### Data in this exercise
:::::

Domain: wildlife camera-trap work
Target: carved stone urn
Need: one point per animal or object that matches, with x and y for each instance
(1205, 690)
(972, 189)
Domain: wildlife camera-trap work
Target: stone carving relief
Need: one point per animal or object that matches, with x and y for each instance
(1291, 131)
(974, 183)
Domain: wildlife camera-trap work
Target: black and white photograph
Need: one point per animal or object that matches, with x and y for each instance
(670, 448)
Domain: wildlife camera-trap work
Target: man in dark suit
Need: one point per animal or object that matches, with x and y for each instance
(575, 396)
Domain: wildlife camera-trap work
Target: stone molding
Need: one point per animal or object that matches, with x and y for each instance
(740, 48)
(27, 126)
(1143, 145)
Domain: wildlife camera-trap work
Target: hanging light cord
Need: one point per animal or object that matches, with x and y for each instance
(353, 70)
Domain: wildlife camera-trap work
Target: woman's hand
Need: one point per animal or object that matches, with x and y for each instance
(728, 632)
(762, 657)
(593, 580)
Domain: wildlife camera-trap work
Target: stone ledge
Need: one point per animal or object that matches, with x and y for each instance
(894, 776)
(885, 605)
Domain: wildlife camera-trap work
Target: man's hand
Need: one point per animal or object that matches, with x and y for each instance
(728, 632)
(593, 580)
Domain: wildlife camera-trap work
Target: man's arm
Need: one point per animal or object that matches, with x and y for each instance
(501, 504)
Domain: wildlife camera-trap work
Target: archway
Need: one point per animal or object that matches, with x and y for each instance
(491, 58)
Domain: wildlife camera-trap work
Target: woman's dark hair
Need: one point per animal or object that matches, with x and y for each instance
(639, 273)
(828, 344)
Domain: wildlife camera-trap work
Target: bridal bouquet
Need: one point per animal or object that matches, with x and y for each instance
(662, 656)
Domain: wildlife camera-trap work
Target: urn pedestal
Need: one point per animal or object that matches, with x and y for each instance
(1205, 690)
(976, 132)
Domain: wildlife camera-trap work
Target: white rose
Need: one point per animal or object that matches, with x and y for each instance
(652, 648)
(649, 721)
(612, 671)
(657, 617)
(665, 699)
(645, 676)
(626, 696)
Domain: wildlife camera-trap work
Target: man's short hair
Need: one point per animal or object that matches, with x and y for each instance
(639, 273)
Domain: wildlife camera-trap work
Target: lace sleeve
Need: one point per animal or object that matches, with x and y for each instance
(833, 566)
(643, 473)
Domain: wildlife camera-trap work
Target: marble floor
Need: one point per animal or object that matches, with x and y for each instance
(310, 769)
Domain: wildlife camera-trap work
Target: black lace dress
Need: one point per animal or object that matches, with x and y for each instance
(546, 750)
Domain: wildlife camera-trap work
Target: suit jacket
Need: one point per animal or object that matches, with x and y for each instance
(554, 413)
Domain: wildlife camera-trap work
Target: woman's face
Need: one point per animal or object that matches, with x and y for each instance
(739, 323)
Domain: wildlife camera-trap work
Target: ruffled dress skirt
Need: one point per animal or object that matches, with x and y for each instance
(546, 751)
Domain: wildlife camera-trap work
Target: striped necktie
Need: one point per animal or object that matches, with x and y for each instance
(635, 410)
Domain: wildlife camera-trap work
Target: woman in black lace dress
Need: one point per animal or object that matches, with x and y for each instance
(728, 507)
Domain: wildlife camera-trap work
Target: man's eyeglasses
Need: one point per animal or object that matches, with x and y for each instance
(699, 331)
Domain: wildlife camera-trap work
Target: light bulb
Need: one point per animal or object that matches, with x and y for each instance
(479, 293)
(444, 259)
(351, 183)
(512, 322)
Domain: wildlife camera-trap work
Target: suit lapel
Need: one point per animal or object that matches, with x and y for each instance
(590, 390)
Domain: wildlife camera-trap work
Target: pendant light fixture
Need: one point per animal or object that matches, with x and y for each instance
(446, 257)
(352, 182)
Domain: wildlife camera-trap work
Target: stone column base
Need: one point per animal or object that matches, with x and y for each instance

:::::

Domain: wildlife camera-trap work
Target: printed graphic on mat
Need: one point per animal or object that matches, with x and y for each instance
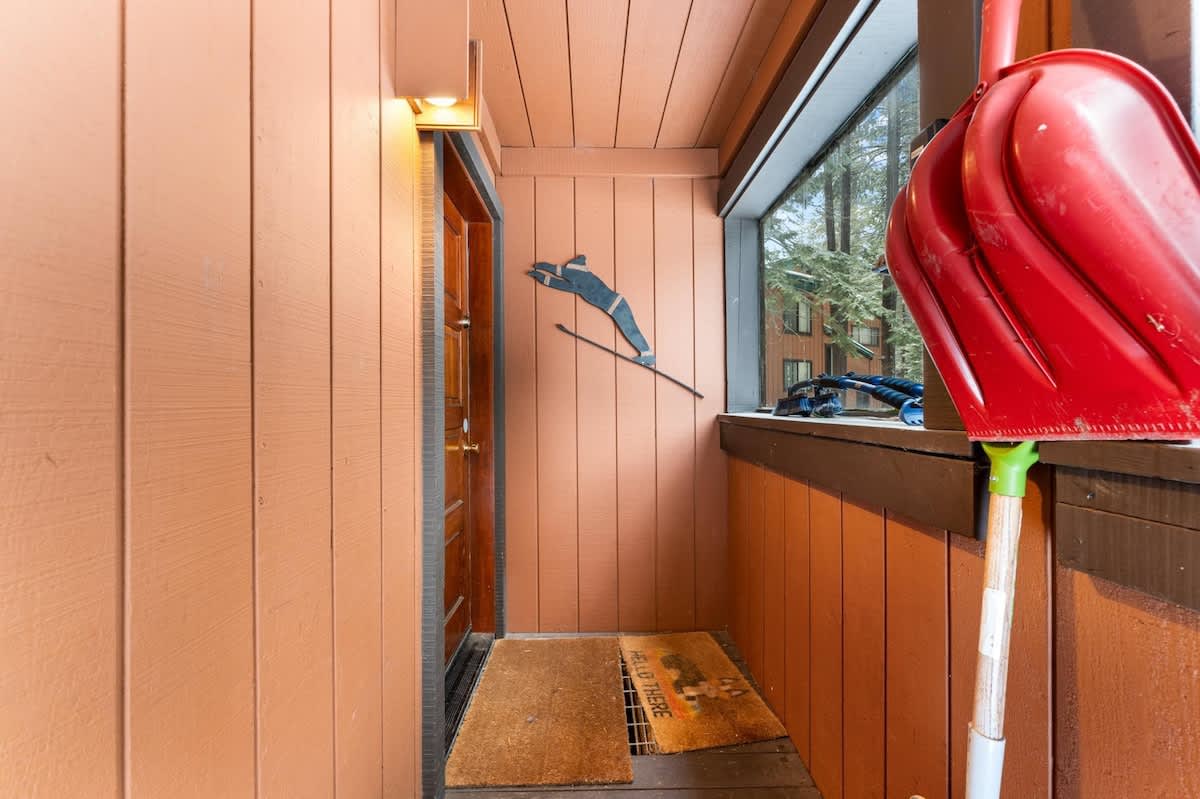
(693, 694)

:::::

### Task prompt
Pull out every line in the records above that contains the word "woman".

### Solution for this exercise
Target: woman's hand
Target: woman's dark hair
Target: woman's face
Target: woman in black lace dress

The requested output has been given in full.